▶ [Directions for this task]:
For each line below that includes the string "pole", show the whole line.

[Information — start]

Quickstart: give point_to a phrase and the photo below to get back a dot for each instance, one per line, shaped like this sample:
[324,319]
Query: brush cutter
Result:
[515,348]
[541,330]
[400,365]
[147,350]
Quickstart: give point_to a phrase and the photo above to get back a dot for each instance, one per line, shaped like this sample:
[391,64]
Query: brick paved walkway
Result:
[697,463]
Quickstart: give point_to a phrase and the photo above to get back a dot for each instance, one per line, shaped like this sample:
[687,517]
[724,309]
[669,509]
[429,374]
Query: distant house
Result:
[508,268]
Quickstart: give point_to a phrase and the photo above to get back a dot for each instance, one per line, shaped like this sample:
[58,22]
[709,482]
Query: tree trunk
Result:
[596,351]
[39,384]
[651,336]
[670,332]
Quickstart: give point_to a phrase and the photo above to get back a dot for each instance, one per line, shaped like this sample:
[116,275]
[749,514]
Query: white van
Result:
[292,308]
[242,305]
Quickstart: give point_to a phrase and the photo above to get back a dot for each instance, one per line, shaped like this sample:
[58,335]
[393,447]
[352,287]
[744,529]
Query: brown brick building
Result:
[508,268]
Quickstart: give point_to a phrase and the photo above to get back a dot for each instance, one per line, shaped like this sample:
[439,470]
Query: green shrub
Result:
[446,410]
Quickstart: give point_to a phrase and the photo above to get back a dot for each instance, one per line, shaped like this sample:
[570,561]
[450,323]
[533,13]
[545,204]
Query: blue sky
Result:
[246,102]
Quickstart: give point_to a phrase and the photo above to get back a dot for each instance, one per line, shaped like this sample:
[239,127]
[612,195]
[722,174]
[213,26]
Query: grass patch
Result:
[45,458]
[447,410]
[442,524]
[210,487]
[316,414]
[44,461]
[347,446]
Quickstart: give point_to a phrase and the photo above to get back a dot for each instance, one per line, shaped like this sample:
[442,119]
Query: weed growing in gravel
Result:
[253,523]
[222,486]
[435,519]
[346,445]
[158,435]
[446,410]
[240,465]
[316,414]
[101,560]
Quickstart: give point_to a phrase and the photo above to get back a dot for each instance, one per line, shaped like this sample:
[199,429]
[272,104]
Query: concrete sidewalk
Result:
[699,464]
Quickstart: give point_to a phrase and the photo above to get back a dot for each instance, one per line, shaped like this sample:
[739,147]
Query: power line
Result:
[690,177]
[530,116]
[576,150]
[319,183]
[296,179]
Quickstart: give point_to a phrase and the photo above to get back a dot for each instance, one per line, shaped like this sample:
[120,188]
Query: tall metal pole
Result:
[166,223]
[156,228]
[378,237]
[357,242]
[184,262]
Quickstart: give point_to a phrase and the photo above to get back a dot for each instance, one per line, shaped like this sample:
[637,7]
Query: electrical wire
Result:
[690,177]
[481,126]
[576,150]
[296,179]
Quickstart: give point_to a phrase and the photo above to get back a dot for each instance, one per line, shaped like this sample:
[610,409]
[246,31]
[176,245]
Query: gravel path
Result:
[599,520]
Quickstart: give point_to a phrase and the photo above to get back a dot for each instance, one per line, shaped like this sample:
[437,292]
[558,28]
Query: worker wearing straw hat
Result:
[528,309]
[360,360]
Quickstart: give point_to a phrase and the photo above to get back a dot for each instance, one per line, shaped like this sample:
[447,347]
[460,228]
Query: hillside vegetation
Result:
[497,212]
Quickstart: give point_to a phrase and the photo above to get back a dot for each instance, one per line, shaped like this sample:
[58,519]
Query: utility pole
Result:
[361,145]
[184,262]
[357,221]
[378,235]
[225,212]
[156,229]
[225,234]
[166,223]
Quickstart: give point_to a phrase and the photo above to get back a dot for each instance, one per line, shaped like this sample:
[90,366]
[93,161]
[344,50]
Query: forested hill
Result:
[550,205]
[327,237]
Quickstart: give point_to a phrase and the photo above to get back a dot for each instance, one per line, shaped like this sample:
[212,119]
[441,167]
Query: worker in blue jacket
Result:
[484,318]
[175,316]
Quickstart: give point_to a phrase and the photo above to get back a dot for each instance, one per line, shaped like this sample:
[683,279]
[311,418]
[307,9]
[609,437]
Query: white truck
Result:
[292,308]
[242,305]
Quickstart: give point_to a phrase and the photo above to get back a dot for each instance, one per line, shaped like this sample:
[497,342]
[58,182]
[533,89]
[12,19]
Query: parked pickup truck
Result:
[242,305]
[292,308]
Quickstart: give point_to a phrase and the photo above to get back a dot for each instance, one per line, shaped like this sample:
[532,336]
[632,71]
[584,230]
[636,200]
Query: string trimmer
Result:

[Information — finish]

▶ [Written solution]:
Query: tall metal pole
Query: utility pole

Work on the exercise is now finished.